Transcribe every one of the entries below verbatim, leaving the pictures out of your answer.

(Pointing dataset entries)
>> Begin
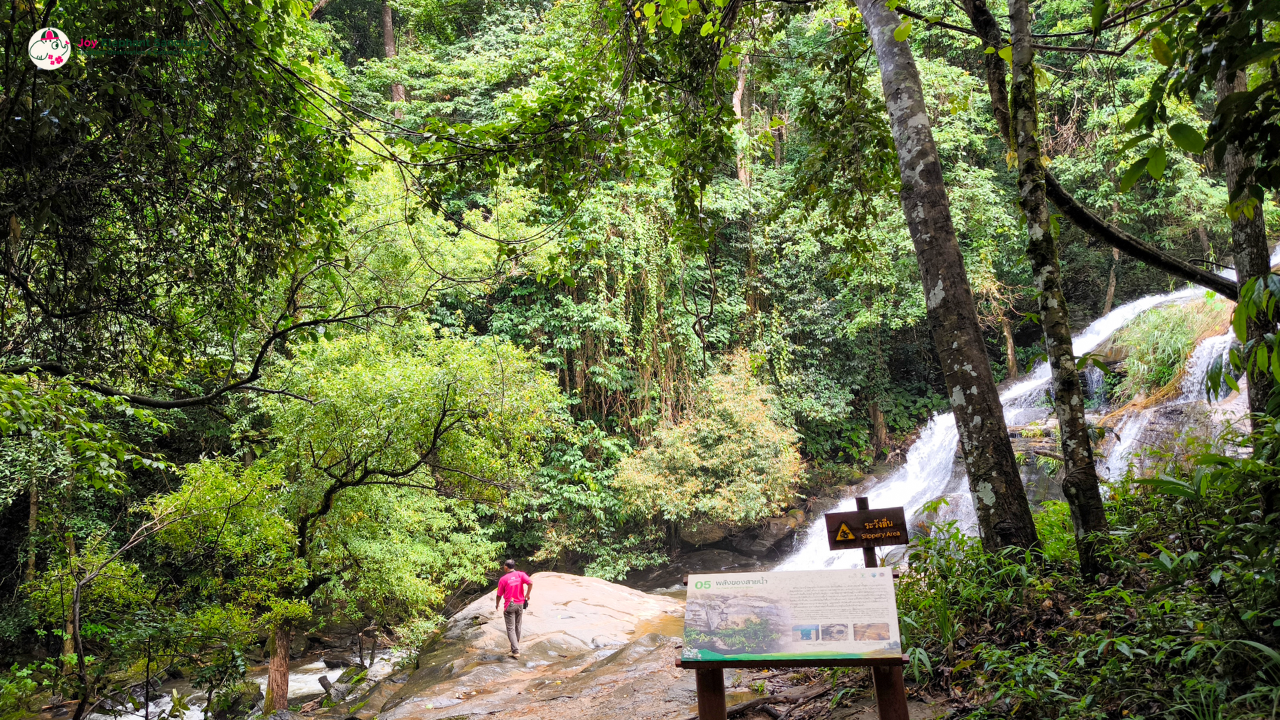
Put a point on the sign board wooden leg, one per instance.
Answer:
(890, 693)
(711, 695)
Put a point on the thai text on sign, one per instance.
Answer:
(867, 528)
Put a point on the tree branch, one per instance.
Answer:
(245, 383)
(988, 30)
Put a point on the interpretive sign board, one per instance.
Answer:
(865, 528)
(804, 615)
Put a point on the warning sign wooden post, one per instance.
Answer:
(867, 529)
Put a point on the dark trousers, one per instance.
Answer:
(513, 614)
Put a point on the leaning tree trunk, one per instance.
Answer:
(744, 169)
(1004, 516)
(988, 31)
(1010, 347)
(1111, 281)
(28, 575)
(278, 670)
(389, 50)
(1249, 247)
(1080, 484)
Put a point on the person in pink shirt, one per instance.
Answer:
(511, 588)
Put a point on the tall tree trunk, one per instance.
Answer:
(880, 433)
(1111, 281)
(69, 638)
(1010, 349)
(1080, 484)
(278, 670)
(1004, 516)
(744, 171)
(988, 30)
(389, 50)
(777, 136)
(1248, 247)
(32, 520)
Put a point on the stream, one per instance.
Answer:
(931, 469)
(304, 684)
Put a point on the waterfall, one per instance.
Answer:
(931, 470)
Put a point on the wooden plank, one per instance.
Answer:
(897, 661)
(865, 528)
(890, 693)
(711, 693)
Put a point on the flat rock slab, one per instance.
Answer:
(589, 650)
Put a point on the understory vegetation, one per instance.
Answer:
(1184, 624)
(305, 329)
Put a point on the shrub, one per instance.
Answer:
(1160, 341)
(727, 463)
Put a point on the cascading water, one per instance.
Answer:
(304, 682)
(929, 470)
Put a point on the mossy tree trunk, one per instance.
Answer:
(1080, 484)
(1248, 247)
(1000, 499)
(278, 669)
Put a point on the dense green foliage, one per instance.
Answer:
(282, 350)
(1183, 628)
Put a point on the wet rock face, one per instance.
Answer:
(586, 652)
(694, 563)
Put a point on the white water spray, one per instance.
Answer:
(929, 470)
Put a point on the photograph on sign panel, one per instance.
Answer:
(823, 614)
>> End
**WRITTEN ANSWER**.
Put a point on the sign board wooden leg, one per instance.
Answer:
(890, 693)
(711, 695)
Put a point on the thai text on sign, one per instance.
Answer:
(867, 528)
Put a point on the tree branch, one per instance.
Answer:
(245, 383)
(988, 30)
Put a point on the interpretive sign board, one per instance.
Answer:
(865, 528)
(804, 615)
Put a point on the warning sign wooden post, one per instance.
Answer:
(867, 529)
Put a point on the dark trousers, one per instance.
Answer:
(513, 614)
Put a point on the leaning tree trunk, one per instance.
Answer:
(744, 169)
(1004, 516)
(988, 31)
(1010, 347)
(1111, 281)
(28, 575)
(278, 670)
(389, 50)
(1249, 247)
(1080, 484)
Put a point on the person in pink shirt, one per instance.
Answer:
(511, 588)
Put a point on the tall tree trunk, one per instance.
Answer:
(880, 433)
(1111, 281)
(69, 638)
(1010, 349)
(1080, 484)
(278, 670)
(1004, 516)
(744, 171)
(988, 30)
(389, 50)
(777, 136)
(1248, 247)
(32, 520)
Put a point on the stream, one per instance.
Answer:
(931, 469)
(304, 684)
Put a point on the waterfall, one per instance.
Answer:
(931, 470)
Put a point on the wooden plank, one per instance.
Answer:
(897, 661)
(865, 528)
(890, 693)
(711, 693)
Put a point on the flat rock slab, one per instance.
Answer:
(589, 650)
Put a point on the understory vegetation, one per instance.
Answer:
(1184, 624)
(305, 329)
Put a point on the shrub, one per instance.
Answer:
(1160, 341)
(727, 463)
Put a point on the cascading water, one per instance.
Answer:
(304, 682)
(929, 470)
Put a point on the mossy tree trunk, one per instance.
Answer:
(1080, 484)
(1248, 247)
(1000, 499)
(278, 669)
Put a point on the dense green foliage, one per instance.
Answer:
(282, 350)
(1183, 628)
Put a point on the wet rock face, one per instance.
Answer:
(586, 652)
(694, 563)
Put a point on the white water spray, one per instance.
Answer:
(929, 470)
Put a point on the photograph on sign panel, one per instance.
Answer:
(823, 614)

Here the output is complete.